PASSAGE TO READ
— Begin —

# D-Link DFM-562IS PCI Modem



## sanpedromp (Feb 13, 2004)

I bought a new modem (DFM-562IS D-Link) to replace a defective one (USR), installed the new driver and the same configure for my ISP.

Problem:
It does dial my ISP; can hear the usual handshake tone, but this time its longer in the end it won't connect. I retured twice the modem to the dealer, replaced twice and tested twice in his computer. It works fine there. But on my PC it never did.

I borrowed another modem (Conexant), works fine in my PC.

I need D-Link to work on my PC. Help, please. Or is my suspicion correct that D-Link has incompatiblity problem with my mother board?

The following is the configuration of my PC:

Mother board: K7VZA Ver 3.2e
Memory: 512MB
CPU: Athlon 1.0 Ghz
Modem: D-Link DFM-562IS/SG
System Properties
Device Manager
HSFMODEM
D-Link DFM-562IS HSFi PCI Modem
Properties

General
Manufacturer: Conexant
Hardware version: 001

Driver
Driver File Details
C:\WINDOWS\SYSTEM\VMM32.VXD(CONFIGMG.vxd)
C:\WINDOWS\INF\VCRCSTW.INF
C:\WINDOWS\INF\VCRCSTX.INF
C:\WINDOWS\SYSTEM\INFUNIST.EXE
C:\WINDOWS\SYSTEM\HCFPNP.VXD	

Resources
Use automatic settings
Interrupt Request: 11
Memory Range: D8000000-D800FFFF
Input/Output Range: EC00-EC07

Other info that might help.
System Properties:
CDROM
ATAPI CDROM
ASUS CRW-52224A
Disk Drives:
GENERIC IDE DISK TYPE47
GENERIC IDE DISK TYPE47
GENERIC FLOPPYDISK
Disply Adapter
NVIDIA RIVE TNT2 Model 64/Model 64/Pro
Floppy disk controllers
Standard Floppy Disk controller
Hard disk controllers
Primary IDE controller (dual fifo)
Secondary IDE controller (dual fifo)

— End —

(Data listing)
— Begin —

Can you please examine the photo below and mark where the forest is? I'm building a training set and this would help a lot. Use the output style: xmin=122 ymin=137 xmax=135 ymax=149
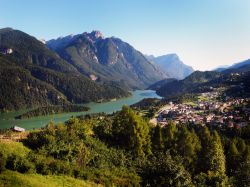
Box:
xmin=0 ymin=106 xmax=250 ymax=187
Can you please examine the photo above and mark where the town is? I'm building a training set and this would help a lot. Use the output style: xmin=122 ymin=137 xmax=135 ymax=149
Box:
xmin=154 ymin=91 xmax=250 ymax=128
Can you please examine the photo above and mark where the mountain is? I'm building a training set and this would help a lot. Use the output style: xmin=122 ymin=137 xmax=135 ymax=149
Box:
xmin=146 ymin=54 xmax=194 ymax=80
xmin=0 ymin=28 xmax=129 ymax=111
xmin=156 ymin=71 xmax=221 ymax=97
xmin=47 ymin=31 xmax=166 ymax=89
xmin=215 ymin=59 xmax=250 ymax=72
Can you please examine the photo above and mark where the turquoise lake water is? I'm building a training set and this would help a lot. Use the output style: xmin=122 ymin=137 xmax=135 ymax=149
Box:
xmin=0 ymin=90 xmax=161 ymax=129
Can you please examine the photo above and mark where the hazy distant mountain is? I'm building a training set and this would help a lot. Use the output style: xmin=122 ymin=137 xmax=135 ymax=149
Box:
xmin=47 ymin=31 xmax=166 ymax=89
xmin=146 ymin=54 xmax=194 ymax=80
xmin=0 ymin=28 xmax=129 ymax=111
xmin=215 ymin=59 xmax=250 ymax=72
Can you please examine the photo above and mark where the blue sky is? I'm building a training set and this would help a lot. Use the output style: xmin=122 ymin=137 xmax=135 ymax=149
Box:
xmin=0 ymin=0 xmax=250 ymax=70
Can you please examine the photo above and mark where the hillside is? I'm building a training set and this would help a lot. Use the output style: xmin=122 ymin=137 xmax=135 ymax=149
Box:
xmin=47 ymin=31 xmax=165 ymax=89
xmin=0 ymin=171 xmax=102 ymax=187
xmin=156 ymin=68 xmax=250 ymax=97
xmin=214 ymin=59 xmax=250 ymax=73
xmin=0 ymin=28 xmax=129 ymax=111
xmin=146 ymin=54 xmax=194 ymax=80
xmin=156 ymin=71 xmax=220 ymax=97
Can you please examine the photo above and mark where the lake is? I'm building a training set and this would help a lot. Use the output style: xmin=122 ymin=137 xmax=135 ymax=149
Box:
xmin=0 ymin=90 xmax=161 ymax=129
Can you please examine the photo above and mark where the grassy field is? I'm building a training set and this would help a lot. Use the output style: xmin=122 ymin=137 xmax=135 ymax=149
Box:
xmin=0 ymin=170 xmax=101 ymax=187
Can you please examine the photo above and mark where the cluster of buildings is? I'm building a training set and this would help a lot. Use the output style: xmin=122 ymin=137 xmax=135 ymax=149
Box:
xmin=156 ymin=92 xmax=250 ymax=128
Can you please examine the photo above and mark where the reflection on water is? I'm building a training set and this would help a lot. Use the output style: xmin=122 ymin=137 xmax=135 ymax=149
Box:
xmin=0 ymin=90 xmax=161 ymax=129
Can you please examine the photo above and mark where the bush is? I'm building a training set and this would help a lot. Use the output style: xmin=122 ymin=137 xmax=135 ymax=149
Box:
xmin=6 ymin=154 xmax=35 ymax=173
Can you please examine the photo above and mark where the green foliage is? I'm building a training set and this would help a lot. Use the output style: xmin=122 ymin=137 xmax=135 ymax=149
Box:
xmin=152 ymin=125 xmax=164 ymax=151
xmin=0 ymin=170 xmax=102 ymax=187
xmin=176 ymin=127 xmax=201 ymax=171
xmin=141 ymin=153 xmax=193 ymax=187
xmin=207 ymin=131 xmax=226 ymax=175
xmin=112 ymin=106 xmax=151 ymax=156
xmin=15 ymin=105 xmax=89 ymax=119
xmin=0 ymin=107 xmax=250 ymax=187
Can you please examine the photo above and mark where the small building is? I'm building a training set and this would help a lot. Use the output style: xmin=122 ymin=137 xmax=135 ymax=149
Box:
xmin=11 ymin=125 xmax=25 ymax=132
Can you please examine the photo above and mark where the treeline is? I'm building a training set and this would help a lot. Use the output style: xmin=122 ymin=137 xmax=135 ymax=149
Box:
xmin=0 ymin=107 xmax=250 ymax=187
xmin=15 ymin=105 xmax=89 ymax=119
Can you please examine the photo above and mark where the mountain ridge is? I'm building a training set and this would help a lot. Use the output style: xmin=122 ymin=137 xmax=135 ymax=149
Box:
xmin=145 ymin=53 xmax=194 ymax=80
xmin=47 ymin=31 xmax=166 ymax=89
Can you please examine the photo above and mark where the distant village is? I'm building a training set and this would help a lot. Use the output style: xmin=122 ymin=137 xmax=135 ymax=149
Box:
xmin=156 ymin=91 xmax=250 ymax=128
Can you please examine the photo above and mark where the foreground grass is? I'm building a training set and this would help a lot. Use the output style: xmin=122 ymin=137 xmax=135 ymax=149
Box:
xmin=0 ymin=170 xmax=101 ymax=187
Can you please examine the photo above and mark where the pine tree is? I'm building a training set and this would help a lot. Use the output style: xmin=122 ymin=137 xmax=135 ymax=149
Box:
xmin=207 ymin=131 xmax=226 ymax=176
xmin=152 ymin=125 xmax=164 ymax=151
xmin=112 ymin=106 xmax=151 ymax=156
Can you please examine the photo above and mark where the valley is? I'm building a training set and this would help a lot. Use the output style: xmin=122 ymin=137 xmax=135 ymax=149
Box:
xmin=0 ymin=90 xmax=161 ymax=130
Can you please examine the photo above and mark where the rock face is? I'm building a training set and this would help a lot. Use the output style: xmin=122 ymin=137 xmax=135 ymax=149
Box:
xmin=47 ymin=31 xmax=166 ymax=89
xmin=146 ymin=54 xmax=194 ymax=80
xmin=0 ymin=28 xmax=129 ymax=111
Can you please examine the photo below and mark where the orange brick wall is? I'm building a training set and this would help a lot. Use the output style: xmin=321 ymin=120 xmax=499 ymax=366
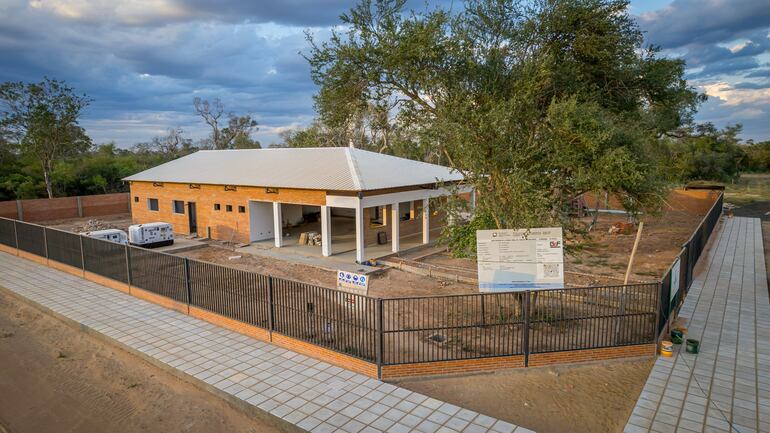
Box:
xmin=80 ymin=192 xmax=130 ymax=217
xmin=0 ymin=246 xmax=657 ymax=379
xmin=273 ymin=332 xmax=377 ymax=378
xmin=128 ymin=286 xmax=188 ymax=314
xmin=190 ymin=305 xmax=270 ymax=341
xmin=83 ymin=271 xmax=128 ymax=293
xmin=131 ymin=182 xmax=326 ymax=243
xmin=529 ymin=343 xmax=657 ymax=367
xmin=0 ymin=192 xmax=129 ymax=222
xmin=21 ymin=197 xmax=78 ymax=221
xmin=364 ymin=200 xmax=446 ymax=245
xmin=382 ymin=355 xmax=524 ymax=379
xmin=0 ymin=200 xmax=19 ymax=219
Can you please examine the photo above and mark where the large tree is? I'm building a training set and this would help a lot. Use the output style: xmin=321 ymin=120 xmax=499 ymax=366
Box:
xmin=193 ymin=98 xmax=260 ymax=149
xmin=0 ymin=78 xmax=91 ymax=198
xmin=307 ymin=0 xmax=702 ymax=253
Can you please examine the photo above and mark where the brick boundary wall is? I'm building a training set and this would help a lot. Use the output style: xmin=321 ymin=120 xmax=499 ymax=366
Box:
xmin=0 ymin=245 xmax=657 ymax=380
xmin=382 ymin=355 xmax=524 ymax=379
xmin=529 ymin=343 xmax=658 ymax=367
xmin=0 ymin=192 xmax=131 ymax=222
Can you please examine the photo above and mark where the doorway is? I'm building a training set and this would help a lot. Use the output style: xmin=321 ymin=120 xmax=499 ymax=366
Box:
xmin=187 ymin=202 xmax=198 ymax=235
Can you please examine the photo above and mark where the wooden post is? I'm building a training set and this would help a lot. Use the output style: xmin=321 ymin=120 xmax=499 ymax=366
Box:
xmin=623 ymin=221 xmax=644 ymax=285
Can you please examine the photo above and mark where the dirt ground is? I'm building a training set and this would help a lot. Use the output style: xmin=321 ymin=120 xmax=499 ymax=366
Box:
xmin=0 ymin=291 xmax=280 ymax=433
xmin=37 ymin=187 xmax=713 ymax=298
xmin=40 ymin=213 xmax=131 ymax=233
xmin=181 ymin=191 xmax=713 ymax=298
xmin=178 ymin=246 xmax=478 ymax=298
xmin=398 ymin=358 xmax=654 ymax=433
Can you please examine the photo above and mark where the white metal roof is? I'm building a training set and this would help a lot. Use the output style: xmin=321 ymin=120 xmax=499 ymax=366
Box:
xmin=123 ymin=147 xmax=463 ymax=191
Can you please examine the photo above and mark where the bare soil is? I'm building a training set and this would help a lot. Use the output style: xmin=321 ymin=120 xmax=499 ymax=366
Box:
xmin=180 ymin=191 xmax=716 ymax=298
xmin=40 ymin=213 xmax=131 ymax=233
xmin=398 ymin=358 xmax=654 ymax=433
xmin=178 ymin=246 xmax=478 ymax=298
xmin=0 ymin=291 xmax=280 ymax=433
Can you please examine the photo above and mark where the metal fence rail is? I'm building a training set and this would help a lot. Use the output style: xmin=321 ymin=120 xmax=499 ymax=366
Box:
xmin=0 ymin=218 xmax=16 ymax=248
xmin=658 ymin=192 xmax=724 ymax=334
xmin=271 ymin=278 xmax=377 ymax=362
xmin=16 ymin=222 xmax=46 ymax=257
xmin=382 ymin=293 xmax=526 ymax=365
xmin=186 ymin=259 xmax=270 ymax=329
xmin=81 ymin=236 xmax=128 ymax=283
xmin=45 ymin=227 xmax=83 ymax=269
xmin=127 ymin=247 xmax=189 ymax=303
xmin=0 ymin=189 xmax=722 ymax=372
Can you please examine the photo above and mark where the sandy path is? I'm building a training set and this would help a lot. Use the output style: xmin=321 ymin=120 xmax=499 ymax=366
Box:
xmin=397 ymin=358 xmax=654 ymax=433
xmin=0 ymin=292 xmax=279 ymax=433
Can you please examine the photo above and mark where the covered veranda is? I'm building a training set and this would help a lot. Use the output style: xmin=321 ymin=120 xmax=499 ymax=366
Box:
xmin=255 ymin=188 xmax=464 ymax=263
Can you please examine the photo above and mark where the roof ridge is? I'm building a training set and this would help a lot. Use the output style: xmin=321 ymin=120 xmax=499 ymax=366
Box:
xmin=344 ymin=147 xmax=365 ymax=191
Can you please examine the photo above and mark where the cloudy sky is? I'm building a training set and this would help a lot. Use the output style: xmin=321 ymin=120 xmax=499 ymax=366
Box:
xmin=0 ymin=0 xmax=770 ymax=146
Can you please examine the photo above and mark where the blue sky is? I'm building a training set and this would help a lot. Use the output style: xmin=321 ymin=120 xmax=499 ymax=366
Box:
xmin=0 ymin=0 xmax=770 ymax=146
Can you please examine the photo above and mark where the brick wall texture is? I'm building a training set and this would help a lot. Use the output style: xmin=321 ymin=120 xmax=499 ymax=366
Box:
xmin=0 ymin=192 xmax=129 ymax=222
xmin=0 ymin=245 xmax=657 ymax=379
xmin=131 ymin=182 xmax=444 ymax=245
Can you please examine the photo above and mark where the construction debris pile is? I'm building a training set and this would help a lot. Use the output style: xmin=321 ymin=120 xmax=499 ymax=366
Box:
xmin=75 ymin=219 xmax=125 ymax=233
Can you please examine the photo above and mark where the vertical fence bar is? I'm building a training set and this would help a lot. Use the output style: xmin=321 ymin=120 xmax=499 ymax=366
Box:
xmin=78 ymin=235 xmax=86 ymax=273
xmin=13 ymin=220 xmax=19 ymax=251
xmin=125 ymin=244 xmax=132 ymax=295
xmin=267 ymin=275 xmax=275 ymax=332
xmin=374 ymin=298 xmax=384 ymax=379
xmin=522 ymin=290 xmax=530 ymax=367
xmin=43 ymin=227 xmax=48 ymax=260
xmin=184 ymin=257 xmax=192 ymax=304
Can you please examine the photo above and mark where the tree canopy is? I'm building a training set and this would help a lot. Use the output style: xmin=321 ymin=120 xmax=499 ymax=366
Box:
xmin=307 ymin=0 xmax=703 ymax=252
xmin=0 ymin=78 xmax=91 ymax=198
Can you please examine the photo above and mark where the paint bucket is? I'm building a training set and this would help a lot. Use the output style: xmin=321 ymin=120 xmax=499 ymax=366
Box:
xmin=660 ymin=341 xmax=674 ymax=357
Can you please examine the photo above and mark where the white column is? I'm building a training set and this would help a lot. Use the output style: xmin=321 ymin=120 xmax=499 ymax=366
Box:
xmin=273 ymin=201 xmax=283 ymax=248
xmin=356 ymin=200 xmax=366 ymax=263
xmin=390 ymin=202 xmax=401 ymax=253
xmin=422 ymin=198 xmax=430 ymax=244
xmin=321 ymin=206 xmax=332 ymax=257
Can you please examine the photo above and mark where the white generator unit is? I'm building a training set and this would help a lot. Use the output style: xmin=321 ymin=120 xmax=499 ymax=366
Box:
xmin=128 ymin=223 xmax=174 ymax=248
xmin=81 ymin=229 xmax=128 ymax=245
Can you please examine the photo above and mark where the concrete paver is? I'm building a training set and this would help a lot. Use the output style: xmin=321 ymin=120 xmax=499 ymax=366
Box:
xmin=624 ymin=218 xmax=770 ymax=433
xmin=0 ymin=248 xmax=530 ymax=433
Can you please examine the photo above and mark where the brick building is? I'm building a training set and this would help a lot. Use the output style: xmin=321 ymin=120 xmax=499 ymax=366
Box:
xmin=124 ymin=148 xmax=462 ymax=262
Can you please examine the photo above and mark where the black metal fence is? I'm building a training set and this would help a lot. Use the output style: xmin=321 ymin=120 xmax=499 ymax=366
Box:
xmin=0 ymin=192 xmax=722 ymax=366
xmin=658 ymin=192 xmax=724 ymax=334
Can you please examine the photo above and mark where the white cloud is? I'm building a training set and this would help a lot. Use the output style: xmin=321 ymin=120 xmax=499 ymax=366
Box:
xmin=703 ymin=81 xmax=770 ymax=106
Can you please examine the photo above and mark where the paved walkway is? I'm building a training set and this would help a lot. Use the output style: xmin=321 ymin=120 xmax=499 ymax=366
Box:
xmin=0 ymin=253 xmax=530 ymax=433
xmin=625 ymin=218 xmax=770 ymax=433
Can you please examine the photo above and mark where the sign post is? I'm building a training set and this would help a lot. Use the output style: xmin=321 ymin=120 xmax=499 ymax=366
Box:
xmin=337 ymin=270 xmax=369 ymax=308
xmin=476 ymin=227 xmax=564 ymax=292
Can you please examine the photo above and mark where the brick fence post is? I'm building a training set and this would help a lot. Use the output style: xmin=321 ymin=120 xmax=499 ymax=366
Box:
xmin=267 ymin=275 xmax=275 ymax=341
xmin=374 ymin=298 xmax=384 ymax=379
xmin=184 ymin=257 xmax=192 ymax=308
xmin=13 ymin=220 xmax=19 ymax=256
xmin=125 ymin=243 xmax=133 ymax=295
xmin=522 ymin=290 xmax=530 ymax=367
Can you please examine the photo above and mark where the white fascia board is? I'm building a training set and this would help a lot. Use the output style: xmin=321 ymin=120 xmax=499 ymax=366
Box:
xmin=361 ymin=188 xmax=452 ymax=207
xmin=326 ymin=186 xmax=473 ymax=209
xmin=326 ymin=195 xmax=361 ymax=209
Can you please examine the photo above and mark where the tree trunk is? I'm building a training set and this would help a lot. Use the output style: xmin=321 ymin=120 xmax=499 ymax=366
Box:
xmin=43 ymin=165 xmax=53 ymax=198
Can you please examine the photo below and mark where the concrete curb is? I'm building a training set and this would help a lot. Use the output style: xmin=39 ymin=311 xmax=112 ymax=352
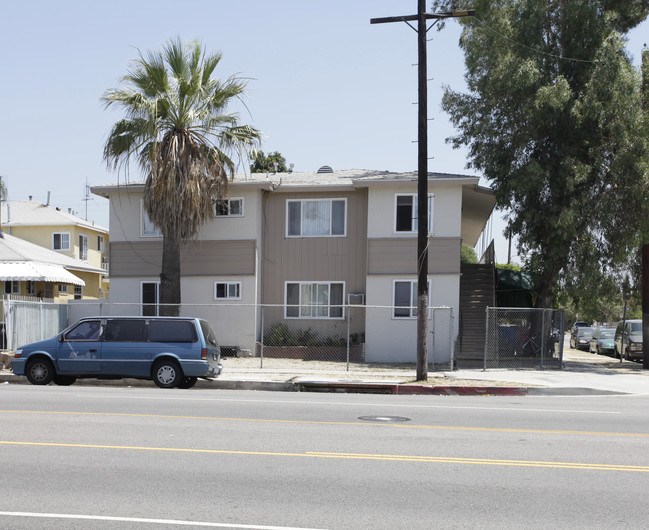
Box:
xmin=0 ymin=372 xmax=628 ymax=397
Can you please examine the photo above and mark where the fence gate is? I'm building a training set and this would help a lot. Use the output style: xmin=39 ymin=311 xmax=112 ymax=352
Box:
xmin=484 ymin=307 xmax=565 ymax=369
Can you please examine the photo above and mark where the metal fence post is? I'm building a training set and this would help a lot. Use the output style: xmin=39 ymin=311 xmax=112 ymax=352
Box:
xmin=482 ymin=307 xmax=489 ymax=372
xmin=448 ymin=307 xmax=455 ymax=372
xmin=430 ymin=307 xmax=436 ymax=370
xmin=347 ymin=304 xmax=352 ymax=372
xmin=259 ymin=305 xmax=264 ymax=368
xmin=541 ymin=309 xmax=546 ymax=370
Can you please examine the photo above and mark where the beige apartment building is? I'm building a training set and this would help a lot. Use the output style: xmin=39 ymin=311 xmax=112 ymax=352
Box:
xmin=92 ymin=168 xmax=495 ymax=362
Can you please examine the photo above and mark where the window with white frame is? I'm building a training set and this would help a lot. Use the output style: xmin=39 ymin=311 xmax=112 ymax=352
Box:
xmin=215 ymin=197 xmax=243 ymax=217
xmin=285 ymin=282 xmax=345 ymax=318
xmin=79 ymin=234 xmax=88 ymax=261
xmin=5 ymin=280 xmax=20 ymax=294
xmin=140 ymin=282 xmax=160 ymax=317
xmin=140 ymin=201 xmax=162 ymax=237
xmin=394 ymin=193 xmax=435 ymax=233
xmin=392 ymin=280 xmax=431 ymax=318
xmin=214 ymin=282 xmax=241 ymax=300
xmin=52 ymin=232 xmax=70 ymax=250
xmin=286 ymin=199 xmax=347 ymax=237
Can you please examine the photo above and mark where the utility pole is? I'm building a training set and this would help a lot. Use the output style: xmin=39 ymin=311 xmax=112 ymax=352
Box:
xmin=636 ymin=44 xmax=649 ymax=370
xmin=370 ymin=0 xmax=475 ymax=381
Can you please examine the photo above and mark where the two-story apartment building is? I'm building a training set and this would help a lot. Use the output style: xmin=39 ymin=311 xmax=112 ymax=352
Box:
xmin=92 ymin=170 xmax=495 ymax=362
xmin=2 ymin=200 xmax=109 ymax=301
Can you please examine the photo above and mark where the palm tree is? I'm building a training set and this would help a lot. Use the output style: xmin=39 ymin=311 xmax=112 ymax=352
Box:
xmin=102 ymin=38 xmax=261 ymax=314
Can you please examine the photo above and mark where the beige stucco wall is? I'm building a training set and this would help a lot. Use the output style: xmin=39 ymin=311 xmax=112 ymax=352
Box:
xmin=365 ymin=274 xmax=460 ymax=363
xmin=109 ymin=185 xmax=261 ymax=242
xmin=260 ymin=189 xmax=367 ymax=304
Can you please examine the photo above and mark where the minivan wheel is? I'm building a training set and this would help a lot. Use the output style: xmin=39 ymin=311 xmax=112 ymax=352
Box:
xmin=178 ymin=377 xmax=198 ymax=388
xmin=54 ymin=375 xmax=77 ymax=386
xmin=25 ymin=358 xmax=54 ymax=385
xmin=153 ymin=361 xmax=183 ymax=388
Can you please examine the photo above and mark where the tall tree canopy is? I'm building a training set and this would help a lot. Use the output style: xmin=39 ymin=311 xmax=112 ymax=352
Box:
xmin=250 ymin=151 xmax=288 ymax=173
xmin=102 ymin=39 xmax=261 ymax=313
xmin=434 ymin=0 xmax=649 ymax=306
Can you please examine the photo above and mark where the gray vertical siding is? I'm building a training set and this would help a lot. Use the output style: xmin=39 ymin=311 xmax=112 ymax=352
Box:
xmin=110 ymin=240 xmax=256 ymax=277
xmin=261 ymin=189 xmax=367 ymax=304
xmin=367 ymin=237 xmax=462 ymax=274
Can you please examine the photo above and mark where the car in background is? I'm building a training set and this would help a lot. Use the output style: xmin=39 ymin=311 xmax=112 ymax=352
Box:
xmin=12 ymin=316 xmax=222 ymax=388
xmin=570 ymin=326 xmax=595 ymax=350
xmin=589 ymin=328 xmax=615 ymax=355
xmin=570 ymin=328 xmax=595 ymax=351
xmin=570 ymin=321 xmax=590 ymax=335
xmin=614 ymin=320 xmax=643 ymax=361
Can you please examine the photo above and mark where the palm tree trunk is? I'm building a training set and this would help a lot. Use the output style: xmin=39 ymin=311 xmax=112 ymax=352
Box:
xmin=160 ymin=234 xmax=180 ymax=316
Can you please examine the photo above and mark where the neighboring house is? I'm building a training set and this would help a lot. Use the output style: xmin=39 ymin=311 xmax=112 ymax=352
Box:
xmin=92 ymin=168 xmax=495 ymax=362
xmin=0 ymin=230 xmax=103 ymax=301
xmin=2 ymin=200 xmax=109 ymax=299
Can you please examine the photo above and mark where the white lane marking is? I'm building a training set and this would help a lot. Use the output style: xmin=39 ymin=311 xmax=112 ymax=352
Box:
xmin=0 ymin=512 xmax=318 ymax=530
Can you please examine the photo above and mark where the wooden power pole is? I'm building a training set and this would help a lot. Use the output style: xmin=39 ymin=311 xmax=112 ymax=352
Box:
xmin=370 ymin=0 xmax=475 ymax=381
xmin=636 ymin=44 xmax=649 ymax=370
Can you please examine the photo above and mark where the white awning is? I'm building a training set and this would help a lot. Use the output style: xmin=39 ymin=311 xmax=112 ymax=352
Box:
xmin=0 ymin=261 xmax=86 ymax=286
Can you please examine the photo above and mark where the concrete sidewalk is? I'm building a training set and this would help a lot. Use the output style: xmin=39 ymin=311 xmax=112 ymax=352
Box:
xmin=0 ymin=349 xmax=649 ymax=396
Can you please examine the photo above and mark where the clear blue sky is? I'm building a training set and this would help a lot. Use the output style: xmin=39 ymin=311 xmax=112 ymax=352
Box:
xmin=0 ymin=0 xmax=649 ymax=262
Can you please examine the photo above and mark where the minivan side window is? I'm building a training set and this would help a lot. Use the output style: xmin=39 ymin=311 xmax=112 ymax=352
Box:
xmin=149 ymin=320 xmax=198 ymax=342
xmin=200 ymin=320 xmax=219 ymax=346
xmin=104 ymin=320 xmax=147 ymax=342
xmin=65 ymin=320 xmax=101 ymax=340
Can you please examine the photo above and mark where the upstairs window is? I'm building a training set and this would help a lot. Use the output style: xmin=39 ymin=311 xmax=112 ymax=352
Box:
xmin=5 ymin=280 xmax=20 ymax=294
xmin=215 ymin=197 xmax=243 ymax=217
xmin=52 ymin=232 xmax=70 ymax=250
xmin=214 ymin=282 xmax=241 ymax=300
xmin=79 ymin=235 xmax=88 ymax=261
xmin=394 ymin=193 xmax=434 ymax=233
xmin=286 ymin=199 xmax=347 ymax=237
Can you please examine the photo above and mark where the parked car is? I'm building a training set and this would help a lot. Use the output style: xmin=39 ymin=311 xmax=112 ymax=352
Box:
xmin=589 ymin=328 xmax=615 ymax=355
xmin=614 ymin=320 xmax=643 ymax=360
xmin=13 ymin=317 xmax=222 ymax=388
xmin=570 ymin=321 xmax=590 ymax=335
xmin=570 ymin=328 xmax=595 ymax=350
xmin=570 ymin=326 xmax=595 ymax=350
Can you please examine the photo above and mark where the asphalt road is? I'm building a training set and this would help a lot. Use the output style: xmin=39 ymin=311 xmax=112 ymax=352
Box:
xmin=0 ymin=385 xmax=649 ymax=529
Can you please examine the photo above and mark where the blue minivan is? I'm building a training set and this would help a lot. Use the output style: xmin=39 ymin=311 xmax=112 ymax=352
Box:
xmin=13 ymin=316 xmax=222 ymax=388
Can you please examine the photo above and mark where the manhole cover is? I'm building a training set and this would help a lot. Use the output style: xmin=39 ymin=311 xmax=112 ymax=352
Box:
xmin=358 ymin=416 xmax=410 ymax=423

— End —

AIM 1
Copy the rows verbatim, beginning with the line that contains "the white awning" and continuing through the line that contains "xmin=0 ymin=0 xmax=649 ymax=262", both included.
AIM 2
Proceed with the forum thread about the D-Link DFM-562IS PCI modem, picking up directly after its final line.
The forum thread and the rows come from separate, unrelated sources.

TASK RESPONSE 1
Can you please examine the photo above and mark where the white awning is? I'm building a training set and this would help a lot. Use the output style: xmin=39 ymin=311 xmax=112 ymax=352
Box:
xmin=0 ymin=261 xmax=86 ymax=286
Can you please examine the photo above and mark where the concrete sidewalk is? I'm building a training set and this would help a lot. Use the output style: xmin=39 ymin=311 xmax=112 ymax=352
Box:
xmin=0 ymin=349 xmax=649 ymax=396
Can you please examine the photo above and mark where the clear blue sky is? I'm building a training set and this would help a lot. Use the output style: xmin=39 ymin=311 xmax=112 ymax=352
Box:
xmin=0 ymin=0 xmax=649 ymax=262

TASK RESPONSE 2
VIA Buss Master PCI IDE Controller
HSFMODEM
D-Link DFM-562IS HSFi PCI Modem
Keyboard
Standard 101/102-Key or Microsft Natural Keayboard
Modem
D-Link DFM-562IS HSFi PCI Modem
Monitor
Default Monitor
Mouse
PS/2 Compatible Mouse
Network Adapters
Dial-up Adapter
Dial-up Adapter # (VPB Support)
Microsoft Virtual Private Networking Adapter
Ports (COM & LPT)
Communication Port (COM1)
Communication Port (COM2)
EPSON Printer Port (LPT1)
Sound, video and game controllers
Gameport joystick
VIA AC'97 Audio Controller (WDM)
Wave Device for Voice Modem
WinFast TV2000XP WDM Audio Capture
WinFast TV2000XP WDM Crossbar
WinFast TV2000XP WDM TVTuner
WinFast TV2000XP WDM Video Capture
System devices
(list too long, omitted. If necessary I'll email)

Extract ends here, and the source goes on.